* **EXCERPTED PASSAGE**:
§ §

In his Vanity Fair article “Fatal Charm,” Dominick pointed out how von Bülow snubbed the woman who saved his life: “He bypassed the embrace and kiss offered him by Mrs. Reynolds . . . and gave her a peck on the cheek. Then he raced to the telephone to call Cosima.” Compared to the tirades Dominick would deliver to acquitted murderers in the near future, Claus von Bülow got off easy. “His dark and spacious place in social history was assured,” wrote Dominick.
In 1985 David Kuhn had been hired to be an editor at Vanity Fair, and the first issue he worked on was the one featuring Dominick’s von Bülow cover story.
“It was a huge turning point for the magazine,” said Kuhn. “No one did that kind of reporting before him. It was intimate reportage of high-society, front-page crime where the writer got to know the people at the center of it. It was a new kind of storytelling. And Nick Dunne was connected enough to the subjects to get inside their world.”
Seemingly overnight, Dominick emerged as real competition for John Gregory Dunne and on his brother’s turf—as a writer. Dominick had a best-selling novel; he had also now written a groundbreaking article that everyone in the Didions’ social set was talking about in a magazine creating considerably more buzz than Esquire, where John wrote. Suddenly, Dominick loomed large enough for his brother to swipe at publicly, but without mentioning his name. And John drew blood in a way that only a sibling knows how. For Esquire’s October 1986 issue, John wrote an essay titled “How to Write a Novel,” in which he felt compelled to reveal a piece of “coincidental obscenity,” as he called it. He had been working on his novel The Red White and Blue and six months before Dominique Dunne’s murder, John wrote the following passage: “I do not understand people who attend the trials of those accused of murdering their loved ones. You see them on the local newscasts. . . . I watch them kiss the prosecutor when the guilty verdict is brought in or scream at those jurors who were convinced that the pimply-faced defendant was the buggerer of Jimmy and the dismemberer of Johnny.”

§ §

* **STORED DATA**:
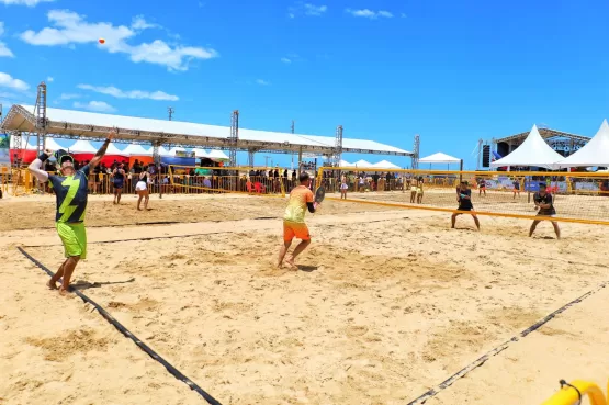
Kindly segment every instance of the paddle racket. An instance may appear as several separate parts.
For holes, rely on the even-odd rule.
[[[325,198],[326,198],[326,189],[324,188],[324,185],[320,185],[315,191],[315,202],[317,204],[320,204],[322,201],[324,201]]]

§ §

* **INSTRUCTIONS**:
1) Copy the words of the passage about Dominick Dunne, starting with "In his Vanity" and going on through "Bülow cover story.".
2) Answer these about the passage about Dominick Dunne:
(a) What was the title of Dominick's Vanity Fair article?
(b) In what year was David Kuhn hired as an editor at Vanity Fair?
(c) What was the title of the essay John wrote for Esquire's October 1986 issue?
The data has nothing to do with the passage about Dominick Dunne.

* **COMPLETED EXERCISE**:
1)
In his Vanity Fair article “Fatal Charm,” Dominick pointed out how von Bülow snubbed the woman who saved his life: “He bypassed the embrace and kiss offered him by Mrs. Reynolds . . . and gave her a peck on the cheek. Then he raced to the telephone to call Cosima.” Compared to the tirades Dominick would deliver to acquitted murderers in the near future, Claus von Bülow got off easy. “His dark and spacious place in social history was assured,” wrote Dominick.
In 1985 David Kuhn had been hired to be an editor at Vanity Fair, and the first issue he worked on was the one featuring Dominick’s von Bülow cover story.

2)
(a) "Fatal Charm"
(b) 1985
(c) "How to Write a Novel"